» Brief
Write out each line exactly as given. Leave the pictures out of your copy.

» Source material

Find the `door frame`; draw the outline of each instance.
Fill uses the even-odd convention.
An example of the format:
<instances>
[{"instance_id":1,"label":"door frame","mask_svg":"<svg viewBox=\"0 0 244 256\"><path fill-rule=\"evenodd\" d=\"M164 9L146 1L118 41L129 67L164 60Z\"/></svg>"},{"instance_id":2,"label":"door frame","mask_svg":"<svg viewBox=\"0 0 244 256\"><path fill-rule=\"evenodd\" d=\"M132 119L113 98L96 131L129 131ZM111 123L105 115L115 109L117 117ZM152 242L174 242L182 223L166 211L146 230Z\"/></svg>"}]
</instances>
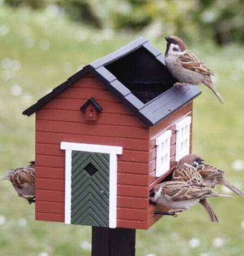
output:
<instances>
[{"instance_id":1,"label":"door frame","mask_svg":"<svg viewBox=\"0 0 244 256\"><path fill-rule=\"evenodd\" d=\"M71 174L72 150L110 155L109 227L117 227L117 155L121 155L121 146L107 146L62 142L60 148L65 150L65 223L71 222Z\"/></svg>"}]
</instances>

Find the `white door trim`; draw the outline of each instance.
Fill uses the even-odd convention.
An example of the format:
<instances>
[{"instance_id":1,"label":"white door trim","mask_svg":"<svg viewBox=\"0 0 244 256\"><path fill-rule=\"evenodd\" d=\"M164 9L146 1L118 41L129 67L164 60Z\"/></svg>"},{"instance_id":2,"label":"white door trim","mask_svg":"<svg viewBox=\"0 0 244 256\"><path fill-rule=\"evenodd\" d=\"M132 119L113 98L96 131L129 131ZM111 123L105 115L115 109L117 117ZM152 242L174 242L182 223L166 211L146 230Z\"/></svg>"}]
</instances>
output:
<instances>
[{"instance_id":1,"label":"white door trim","mask_svg":"<svg viewBox=\"0 0 244 256\"><path fill-rule=\"evenodd\" d=\"M71 173L72 150L110 154L109 227L117 227L117 155L122 154L121 146L107 146L62 142L61 149L65 150L65 222L71 222Z\"/></svg>"}]
</instances>

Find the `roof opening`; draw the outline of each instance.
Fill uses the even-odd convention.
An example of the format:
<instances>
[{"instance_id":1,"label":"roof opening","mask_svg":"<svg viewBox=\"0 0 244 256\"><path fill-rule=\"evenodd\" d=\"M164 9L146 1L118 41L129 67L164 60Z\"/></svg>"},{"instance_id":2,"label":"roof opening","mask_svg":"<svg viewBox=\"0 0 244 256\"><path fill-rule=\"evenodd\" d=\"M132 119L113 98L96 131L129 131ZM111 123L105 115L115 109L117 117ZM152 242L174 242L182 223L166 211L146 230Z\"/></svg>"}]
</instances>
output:
<instances>
[{"instance_id":1,"label":"roof opening","mask_svg":"<svg viewBox=\"0 0 244 256\"><path fill-rule=\"evenodd\" d=\"M172 87L175 79L143 47L105 67L143 103Z\"/></svg>"}]
</instances>

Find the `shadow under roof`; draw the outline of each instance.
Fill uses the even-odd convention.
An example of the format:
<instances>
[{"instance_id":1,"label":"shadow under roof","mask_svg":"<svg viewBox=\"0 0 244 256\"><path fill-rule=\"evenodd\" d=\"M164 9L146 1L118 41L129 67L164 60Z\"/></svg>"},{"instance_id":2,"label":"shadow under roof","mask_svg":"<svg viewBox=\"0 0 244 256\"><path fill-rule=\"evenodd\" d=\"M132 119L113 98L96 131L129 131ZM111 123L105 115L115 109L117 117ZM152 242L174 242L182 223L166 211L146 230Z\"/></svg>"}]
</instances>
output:
<instances>
[{"instance_id":1,"label":"shadow under roof","mask_svg":"<svg viewBox=\"0 0 244 256\"><path fill-rule=\"evenodd\" d=\"M189 85L187 89L173 87L176 80L164 65L164 56L145 38L140 37L84 67L23 114L33 114L88 73L149 126L155 125L201 92L195 86Z\"/></svg>"}]
</instances>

» Output of the exercise
Find the `door frame`; draw the outline of each instance.
Fill uses the even-odd convention.
An example of the format:
<instances>
[{"instance_id":1,"label":"door frame","mask_svg":"<svg viewBox=\"0 0 244 256\"><path fill-rule=\"evenodd\" d=\"M164 9L146 1L118 41L129 67L164 60Z\"/></svg>"},{"instance_id":2,"label":"door frame","mask_svg":"<svg viewBox=\"0 0 244 256\"><path fill-rule=\"evenodd\" d=\"M132 119L113 98L96 131L129 131ZM111 123L105 115L115 109L117 117ZM152 242L174 242L182 223L166 211L146 230Z\"/></svg>"}]
</instances>
output:
<instances>
[{"instance_id":1,"label":"door frame","mask_svg":"<svg viewBox=\"0 0 244 256\"><path fill-rule=\"evenodd\" d=\"M71 174L72 150L110 155L109 227L117 227L117 155L121 155L121 146L107 146L62 142L60 148L65 150L65 223L71 222Z\"/></svg>"}]
</instances>

Find the `white door trim`; draw the outline of each instance.
Fill uses the even-odd convention.
An example of the format:
<instances>
[{"instance_id":1,"label":"white door trim","mask_svg":"<svg viewBox=\"0 0 244 256\"><path fill-rule=\"evenodd\" d=\"M164 9L146 1L118 41L129 67L164 60Z\"/></svg>"},{"instance_id":2,"label":"white door trim","mask_svg":"<svg viewBox=\"0 0 244 256\"><path fill-rule=\"evenodd\" d=\"M132 119L113 98L96 131L129 131ZM111 123L105 115L115 109L117 117ZM152 242L174 242L182 223L166 211L146 230Z\"/></svg>"}]
</instances>
output:
<instances>
[{"instance_id":1,"label":"white door trim","mask_svg":"<svg viewBox=\"0 0 244 256\"><path fill-rule=\"evenodd\" d=\"M71 173L72 150L110 154L109 227L117 227L117 155L122 154L121 146L107 146L62 142L61 149L65 150L65 222L71 222Z\"/></svg>"}]
</instances>

Find the `roof opening`; draw the outline of each instance.
Fill uses the even-odd convention.
An example of the format:
<instances>
[{"instance_id":1,"label":"roof opening","mask_svg":"<svg viewBox=\"0 0 244 256\"><path fill-rule=\"evenodd\" d=\"M164 9L146 1L118 41L129 67L164 60Z\"/></svg>"},{"instance_id":2,"label":"roof opening","mask_svg":"<svg viewBox=\"0 0 244 256\"><path fill-rule=\"evenodd\" d=\"M132 119L113 98L96 131L129 131ZM111 123L105 115L115 109L117 117ZM152 242L174 242L182 223L166 211L146 230Z\"/></svg>"}]
</instances>
output:
<instances>
[{"instance_id":1,"label":"roof opening","mask_svg":"<svg viewBox=\"0 0 244 256\"><path fill-rule=\"evenodd\" d=\"M172 87L175 79L143 47L105 67L143 103Z\"/></svg>"}]
</instances>

Find the `shadow under roof`; draw the outline of each instance.
Fill uses the even-odd convention.
An example of the format:
<instances>
[{"instance_id":1,"label":"shadow under roof","mask_svg":"<svg viewBox=\"0 0 244 256\"><path fill-rule=\"evenodd\" d=\"M164 9L146 1L118 41L129 67L164 60Z\"/></svg>"},{"instance_id":2,"label":"shadow under roof","mask_svg":"<svg viewBox=\"0 0 244 256\"><path fill-rule=\"evenodd\" d=\"M132 119L113 98L96 131L129 131ZM111 123L105 115L115 109L117 117ZM152 242L174 242L182 223L166 211L146 230Z\"/></svg>"}]
</instances>
output:
<instances>
[{"instance_id":1,"label":"shadow under roof","mask_svg":"<svg viewBox=\"0 0 244 256\"><path fill-rule=\"evenodd\" d=\"M189 85L187 89L173 87L176 80L164 65L164 56L145 38L140 37L84 67L23 114L33 114L88 73L149 126L155 125L201 92L195 86Z\"/></svg>"}]
</instances>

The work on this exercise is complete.